Copper May Rise for 2nd Week on Speculation Funds Still Buying
2006-01-29 19:19 (New York)

By Chanyaporn Chanjaroen
Jan. 30 (Bloomberg) -- Copper may rise for a second
consecutive week on speculation that funds are still increasing
their holdings of the metal on expectations supply will continue
to fall short of demand.
Eight out of 12 analysts, traders and investors surveyed by
Bloomberg News on Jan. 26 and 27 said the metal will gain. Two
expected a decline and two little change. Copper reached a record
last week, bringing gains in the past year to 57 percent. Global
demand has outpaced supply since 2002.
``The rally is not over yet,'' Francisco Blanch, a commodity
strategist of Merrill Lynch & Co. in London, wrote in a Jan. 27
report. Gains in prices will come from ``unforeseen supply
disruptions, ongoing bottlenecks at various smelters and
critically low inventory levels.''
Copper for delivery in three months on the London Metal
Exchange rose $303, or 6.7 percent, to $4,845 a metric ton last
week. The contract rose to a record $4,865.30 a ton Jan. 27 after
stockpiles monitored by the exchange fell to a three-week low.

DATA ROWS:

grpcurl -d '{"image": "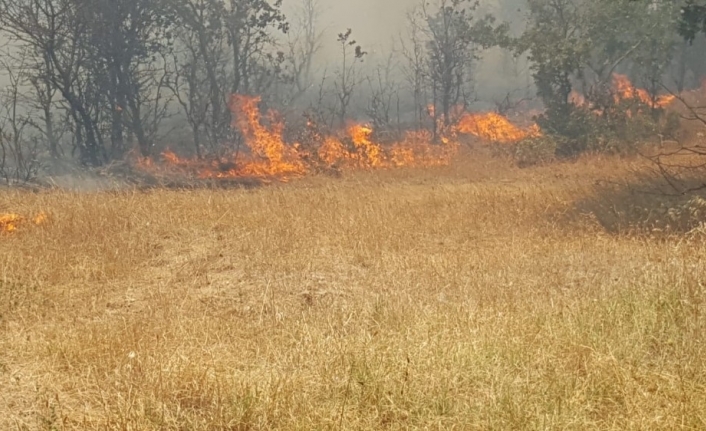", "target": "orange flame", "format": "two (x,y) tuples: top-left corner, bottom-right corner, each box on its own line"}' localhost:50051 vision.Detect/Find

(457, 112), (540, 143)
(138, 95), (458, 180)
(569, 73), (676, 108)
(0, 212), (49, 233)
...
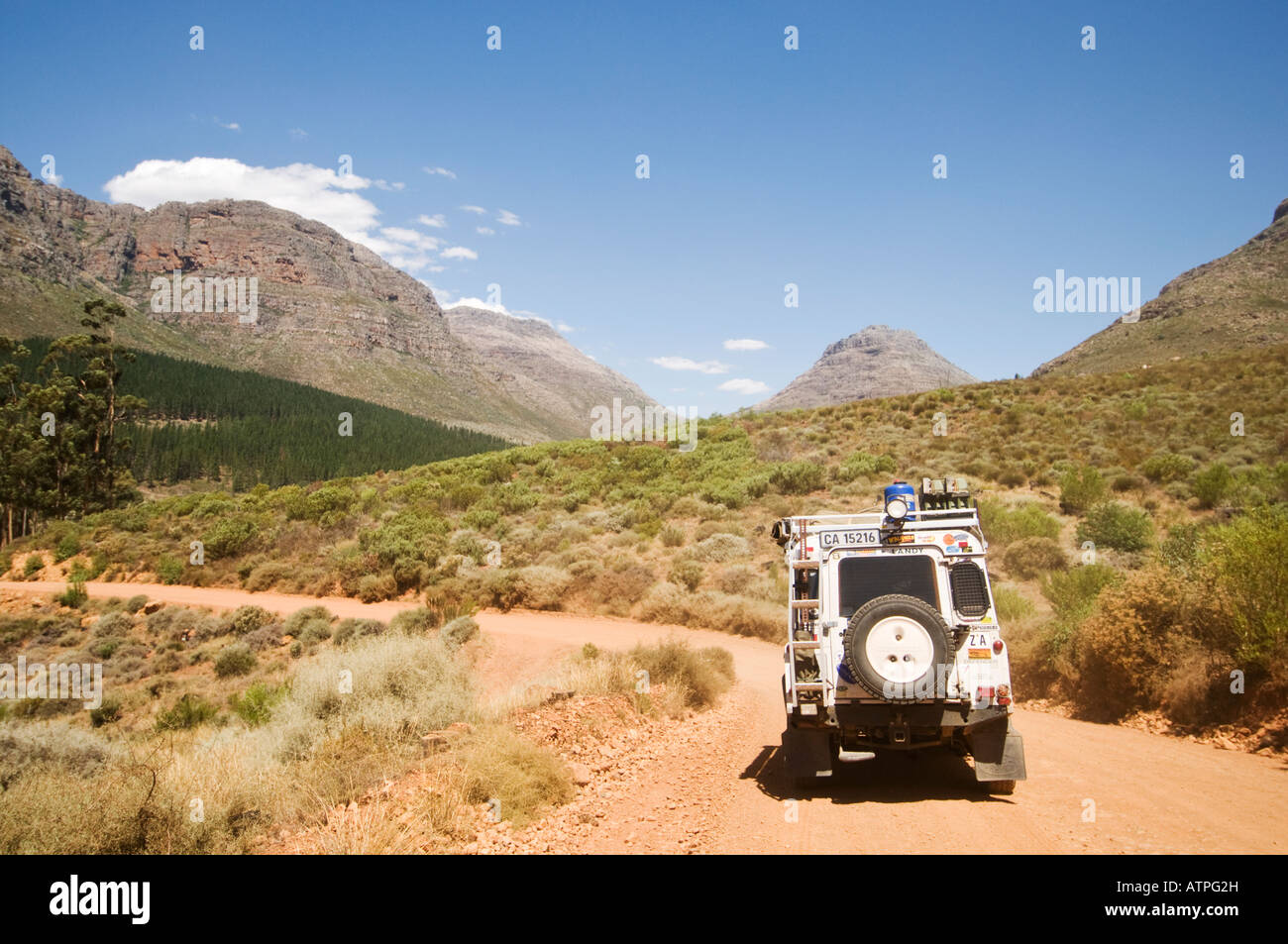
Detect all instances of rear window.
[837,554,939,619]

GOALS:
(1) According to the copper market report, how many of the 12 analysts, traders and investors surveyed by Bloomberg News said the metal will gain?
(2) Continue the copper market report from its last sentence.

RESPONSES TO THE EXERCISE:
(1) Eight

(2)
On the Comex division of the New York Mercantile Exchange
last week, copper for March delivery closed 6.8 percent higher at
$2.233 a pound. On the Shanghai Futures Exchange, copper for
April delivery rose 1.2 percent to a record 45,770 yuan ($5,678).
Chinese prices include 17 percent tax and 2 percent duty.
Copper supply from mines and recycled scrap will lag demand
by 200,000 tons this year, according to an estimate from Credit
Suisse. Stockpiles monitored the three commodities exchanges in
London, New York and Shanghai declined last week to 161,755 tons,
the lowest since Jan. 3. The total is equal to less than four
days of global consumption.

Price Averages

Merrill Lynch was among banks increasing metal forecasts
last week. Copper will average $4,838 a ton this year, a 42
percent increase on the previous forecast, according to a Jan. 27
report. Citigroup increased its 2005 copper price estimate 13
percent to $1.30 a pound ($2,865 a ton).
``Since early 2004, when this investment cycle began, funds
invested have tripled,'' Citigroup said Jan. 25.
Commodity-linked index funds have beaten other types of
investments in the past year. The Goldman Sachs Commodity Index,
which tracks a basket of commodities including some base metals,
has risen 33 percent over the last 12 months, compared with a 9.3
percent increase in the Standard & Poor's 500 Index.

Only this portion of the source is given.